* TASK INSTRUCTIONS *
Nothing but the lines from the one containing "Exercise. Locate the oven door in" to the end of the data should be copied, exactly, and the pictures stay out.

Image-grounded pointing data:
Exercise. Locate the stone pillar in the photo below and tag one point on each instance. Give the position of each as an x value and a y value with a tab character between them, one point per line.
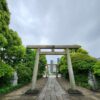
35	71
70	70
14	81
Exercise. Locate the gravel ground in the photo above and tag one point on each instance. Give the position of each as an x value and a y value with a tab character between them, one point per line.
18	94
87	94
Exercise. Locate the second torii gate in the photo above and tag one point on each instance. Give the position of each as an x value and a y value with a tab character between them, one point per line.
53	52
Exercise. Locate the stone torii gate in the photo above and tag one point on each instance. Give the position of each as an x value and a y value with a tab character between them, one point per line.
53	52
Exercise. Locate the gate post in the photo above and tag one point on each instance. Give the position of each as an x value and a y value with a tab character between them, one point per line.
35	71
70	70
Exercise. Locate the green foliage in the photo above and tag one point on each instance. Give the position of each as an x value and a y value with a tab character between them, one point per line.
5	70
24	73
3	41
96	68
82	62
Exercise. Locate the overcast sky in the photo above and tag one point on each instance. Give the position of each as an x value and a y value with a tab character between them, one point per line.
57	22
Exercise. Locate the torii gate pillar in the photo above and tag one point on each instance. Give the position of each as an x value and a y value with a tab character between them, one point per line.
70	71
35	71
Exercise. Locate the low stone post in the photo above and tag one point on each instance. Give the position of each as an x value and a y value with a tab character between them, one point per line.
35	71
70	70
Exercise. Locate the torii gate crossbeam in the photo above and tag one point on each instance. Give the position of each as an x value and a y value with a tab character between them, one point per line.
53	52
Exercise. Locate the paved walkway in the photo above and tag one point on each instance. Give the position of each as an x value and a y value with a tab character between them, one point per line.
53	91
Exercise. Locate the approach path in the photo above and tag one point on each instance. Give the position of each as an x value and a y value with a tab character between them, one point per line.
53	91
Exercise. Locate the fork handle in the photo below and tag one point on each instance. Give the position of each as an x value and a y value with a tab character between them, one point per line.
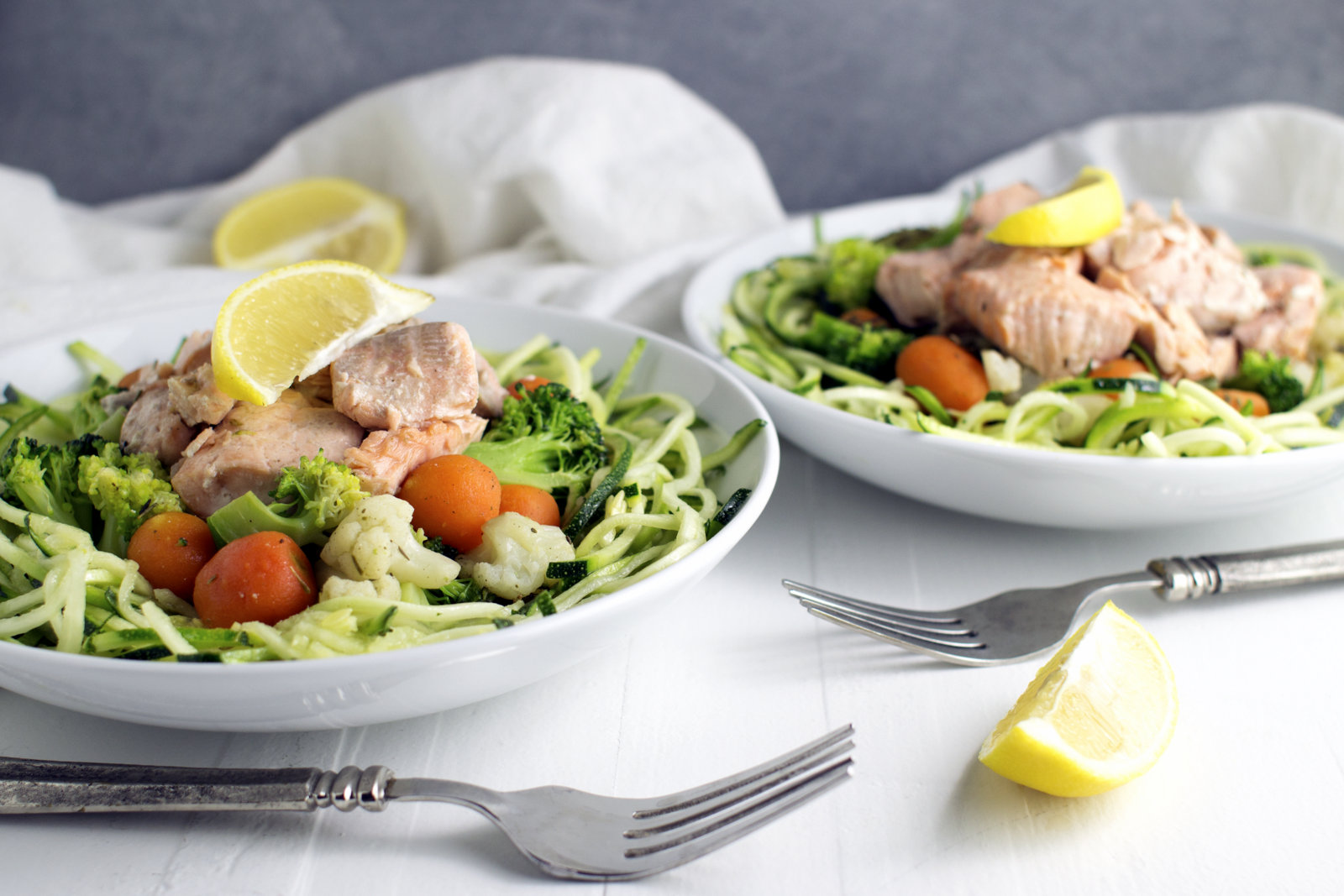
30	786
1189	578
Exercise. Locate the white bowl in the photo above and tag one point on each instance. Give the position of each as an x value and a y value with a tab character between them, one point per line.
1005	483
356	691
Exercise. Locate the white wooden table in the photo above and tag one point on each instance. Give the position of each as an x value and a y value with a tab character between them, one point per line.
1247	799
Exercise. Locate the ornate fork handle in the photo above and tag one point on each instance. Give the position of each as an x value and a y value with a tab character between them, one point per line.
38	786
1189	578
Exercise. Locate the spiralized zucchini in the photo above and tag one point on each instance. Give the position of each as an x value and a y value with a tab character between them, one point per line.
1147	418
57	591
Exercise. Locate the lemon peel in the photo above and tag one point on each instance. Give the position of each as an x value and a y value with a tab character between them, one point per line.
318	217
1097	715
293	322
1090	208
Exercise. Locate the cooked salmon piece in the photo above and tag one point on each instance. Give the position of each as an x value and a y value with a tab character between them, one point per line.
1175	262
192	352
386	457
491	394
250	446
992	207
319	385
197	398
154	426
1045	315
407	376
1296	297
916	285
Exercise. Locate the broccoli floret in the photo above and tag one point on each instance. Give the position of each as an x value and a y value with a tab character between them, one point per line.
376	539
1269	375
87	416
45	479
309	501
851	269
866	348
127	490
546	438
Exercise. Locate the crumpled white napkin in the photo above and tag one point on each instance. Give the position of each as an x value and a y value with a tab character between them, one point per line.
1273	161
593	186
526	179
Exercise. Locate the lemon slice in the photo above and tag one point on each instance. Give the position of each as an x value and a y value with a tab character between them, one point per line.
1090	208
1097	715
293	322
313	219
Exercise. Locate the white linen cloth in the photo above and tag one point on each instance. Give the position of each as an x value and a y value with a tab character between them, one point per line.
1245	801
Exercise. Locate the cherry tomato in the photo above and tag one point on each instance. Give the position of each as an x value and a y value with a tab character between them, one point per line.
171	548
260	578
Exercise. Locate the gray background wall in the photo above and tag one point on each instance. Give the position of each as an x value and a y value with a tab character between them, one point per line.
847	100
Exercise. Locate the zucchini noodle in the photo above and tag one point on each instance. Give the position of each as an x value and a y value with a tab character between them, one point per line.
58	591
1142	418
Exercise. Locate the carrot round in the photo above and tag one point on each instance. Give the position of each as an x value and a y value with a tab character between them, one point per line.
534	503
953	375
171	548
1238	399
454	496
1119	369
526	385
262	577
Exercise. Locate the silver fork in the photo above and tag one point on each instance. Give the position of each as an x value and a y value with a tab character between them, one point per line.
1027	622
568	833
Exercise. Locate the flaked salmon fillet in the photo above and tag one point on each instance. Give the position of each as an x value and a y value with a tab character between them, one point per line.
916	285
1178	262
1042	312
1296	297
250	446
197	398
386	457
152	426
407	376
1169	333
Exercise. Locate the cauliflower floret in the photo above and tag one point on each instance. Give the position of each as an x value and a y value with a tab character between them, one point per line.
514	553
376	539
383	587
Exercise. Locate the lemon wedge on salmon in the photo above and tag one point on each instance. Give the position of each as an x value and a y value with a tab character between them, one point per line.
1097	715
293	322
319	217
1090	208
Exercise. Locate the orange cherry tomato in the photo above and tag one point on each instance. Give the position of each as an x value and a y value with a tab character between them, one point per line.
534	503
262	577
452	496
171	548
1121	369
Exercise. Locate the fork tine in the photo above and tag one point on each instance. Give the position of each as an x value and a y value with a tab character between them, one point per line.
964	652
830	745
718	829
895	620
806	591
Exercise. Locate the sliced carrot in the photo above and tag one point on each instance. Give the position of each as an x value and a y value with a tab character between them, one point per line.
1240	398
953	375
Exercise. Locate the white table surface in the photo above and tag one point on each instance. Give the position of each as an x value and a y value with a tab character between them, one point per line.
1247	799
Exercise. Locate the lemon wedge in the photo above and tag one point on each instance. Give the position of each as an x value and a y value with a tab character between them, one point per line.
293	322
1090	208
1097	715
312	219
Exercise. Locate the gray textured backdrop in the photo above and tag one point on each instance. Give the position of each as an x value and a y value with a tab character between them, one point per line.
847	100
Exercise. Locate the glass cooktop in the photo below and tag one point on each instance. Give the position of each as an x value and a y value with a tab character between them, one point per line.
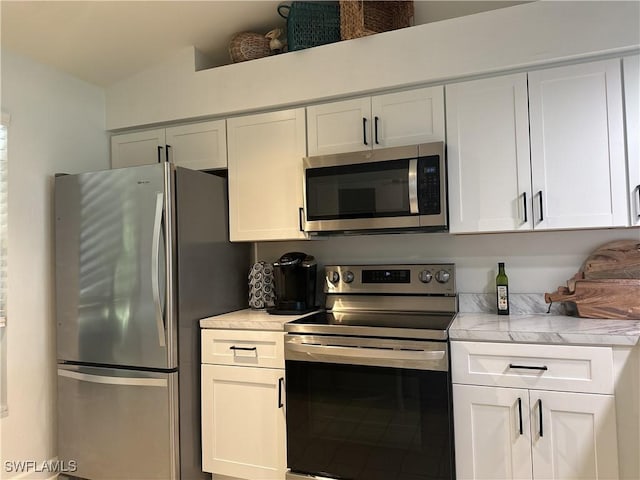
375	324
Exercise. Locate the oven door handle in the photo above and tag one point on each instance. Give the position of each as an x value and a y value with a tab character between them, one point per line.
335	351
413	186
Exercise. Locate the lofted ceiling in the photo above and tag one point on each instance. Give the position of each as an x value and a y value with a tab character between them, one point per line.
103	42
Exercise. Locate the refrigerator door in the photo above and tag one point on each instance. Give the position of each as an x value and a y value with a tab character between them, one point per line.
114	267
118	424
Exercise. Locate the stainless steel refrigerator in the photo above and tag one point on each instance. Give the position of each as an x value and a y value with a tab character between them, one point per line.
142	253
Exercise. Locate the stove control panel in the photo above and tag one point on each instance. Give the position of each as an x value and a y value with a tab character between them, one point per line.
425	279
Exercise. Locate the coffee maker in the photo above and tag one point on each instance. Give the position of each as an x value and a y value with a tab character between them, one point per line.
294	277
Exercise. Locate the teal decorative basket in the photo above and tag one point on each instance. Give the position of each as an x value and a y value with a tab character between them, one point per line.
310	24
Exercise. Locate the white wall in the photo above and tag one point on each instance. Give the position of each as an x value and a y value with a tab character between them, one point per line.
514	37
536	262
57	125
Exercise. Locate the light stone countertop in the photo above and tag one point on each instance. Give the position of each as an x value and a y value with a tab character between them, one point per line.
248	319
543	328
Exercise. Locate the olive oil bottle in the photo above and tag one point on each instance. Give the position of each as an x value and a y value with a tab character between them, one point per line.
502	291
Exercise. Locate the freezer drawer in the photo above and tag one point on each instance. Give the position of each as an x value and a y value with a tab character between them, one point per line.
118	424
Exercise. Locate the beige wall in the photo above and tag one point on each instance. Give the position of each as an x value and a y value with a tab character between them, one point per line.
536	262
57	125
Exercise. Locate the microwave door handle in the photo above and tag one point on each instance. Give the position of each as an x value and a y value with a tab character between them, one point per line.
413	186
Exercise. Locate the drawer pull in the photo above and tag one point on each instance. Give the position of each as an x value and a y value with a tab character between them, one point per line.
520	414
528	367
246	349
280	382
540	414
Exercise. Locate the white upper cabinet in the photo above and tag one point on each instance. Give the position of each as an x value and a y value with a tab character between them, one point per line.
199	146
488	155
631	68
138	148
577	146
394	119
265	175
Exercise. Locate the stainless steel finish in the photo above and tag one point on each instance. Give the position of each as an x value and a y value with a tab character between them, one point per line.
105	308
391	303
425	355
82	391
333	276
443	276
357	225
107	233
409	222
413	186
155	261
445	270
426	276
367	331
170	292
298	476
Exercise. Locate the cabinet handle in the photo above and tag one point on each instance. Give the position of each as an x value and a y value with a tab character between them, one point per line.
520	415
540	416
300	216
541	210
246	349
280	383
364	130
528	367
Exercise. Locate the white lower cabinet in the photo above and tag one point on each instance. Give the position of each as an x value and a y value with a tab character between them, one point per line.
504	432
243	407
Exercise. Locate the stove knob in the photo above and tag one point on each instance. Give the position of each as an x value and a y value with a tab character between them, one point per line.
443	276
333	277
425	276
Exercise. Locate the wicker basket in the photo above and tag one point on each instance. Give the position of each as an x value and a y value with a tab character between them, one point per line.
359	18
248	46
310	24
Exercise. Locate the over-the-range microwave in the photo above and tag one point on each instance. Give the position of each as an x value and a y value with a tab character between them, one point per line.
398	188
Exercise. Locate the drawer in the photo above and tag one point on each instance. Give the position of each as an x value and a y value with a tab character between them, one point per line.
545	367
243	347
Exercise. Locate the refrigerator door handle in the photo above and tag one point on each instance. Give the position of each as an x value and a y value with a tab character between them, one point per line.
155	284
126	381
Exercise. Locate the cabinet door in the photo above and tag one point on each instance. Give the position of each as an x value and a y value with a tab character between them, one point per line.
199	146
408	118
265	175
243	422
488	155
138	148
491	433
631	67
577	146
339	127
573	436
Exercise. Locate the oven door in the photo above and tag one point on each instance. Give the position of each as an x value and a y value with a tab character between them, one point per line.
350	418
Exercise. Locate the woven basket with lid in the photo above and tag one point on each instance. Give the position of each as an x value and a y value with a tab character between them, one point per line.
248	46
359	18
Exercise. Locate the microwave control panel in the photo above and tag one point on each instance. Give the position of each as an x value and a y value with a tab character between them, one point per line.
429	185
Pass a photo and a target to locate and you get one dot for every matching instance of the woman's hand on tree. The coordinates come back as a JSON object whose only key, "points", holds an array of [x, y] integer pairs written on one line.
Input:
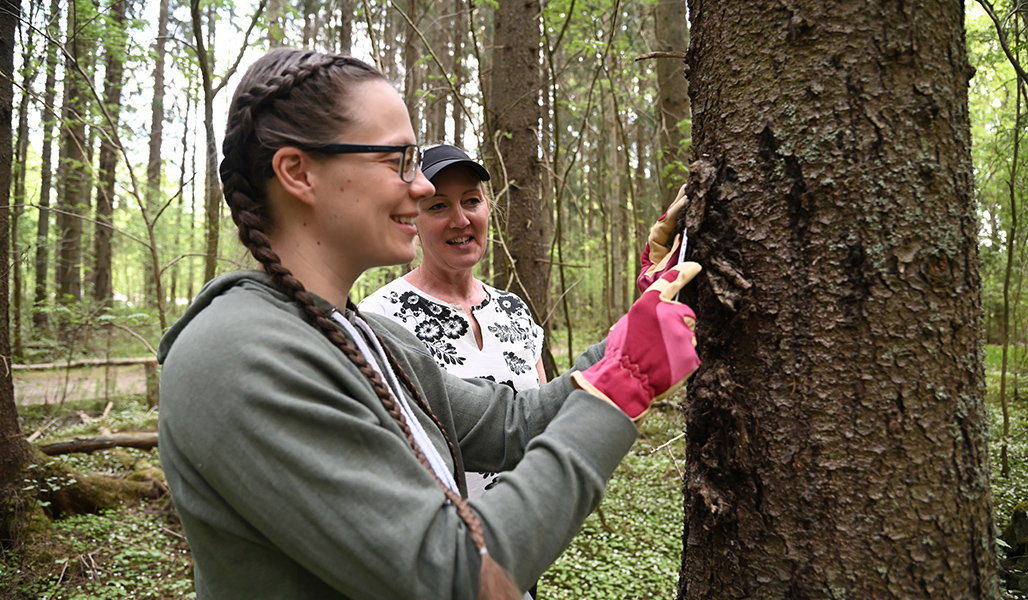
{"points": [[650, 351]]}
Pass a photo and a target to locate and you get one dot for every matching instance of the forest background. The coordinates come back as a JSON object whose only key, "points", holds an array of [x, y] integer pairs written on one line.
{"points": [[116, 217]]}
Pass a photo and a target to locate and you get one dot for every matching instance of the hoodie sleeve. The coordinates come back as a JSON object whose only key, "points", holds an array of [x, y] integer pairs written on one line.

* EXERCISE OUTPUT *
Exercise. Locate the oven door in the photo above and tag one point on each instance. Give the position of each as an x value and a y value with a tab character between them, one point per line.
350	418
Exercise. Locate the woven basket with lid in the photo above and tag one point on each instance. Give the position of each as an x value and a y value with a tab character between them, one point per line.
248	46
359	18
Exercise. Locate the microwave control panel in the photo above and tag one point on each instance. Give the position of each as an x value and a y value with a tab character between them, one point per line.
429	185
Pass a photo and a target to locate and you get one dot for every matching instance of the woman's hand on tree. The coordinates come back as a JSON object whose only key, "points", holds an array of [x, y] integer pairs written on one line.
Input:
{"points": [[650, 351]]}
Pass a photo and a target to locate and you get one dot for every matching instance of the forest background. The coordinates come back as a JSON object whose only key, "points", holds an array of [x, y] integer pairs written on one line.
{"points": [[116, 217]]}
Pass a photo and a target to locate and you get one dot for every matching instance of the hoodie sleeve. The coordinates come back as a JSON object whose only key, "points", holds an array of [x, y] integer pairs written on one line.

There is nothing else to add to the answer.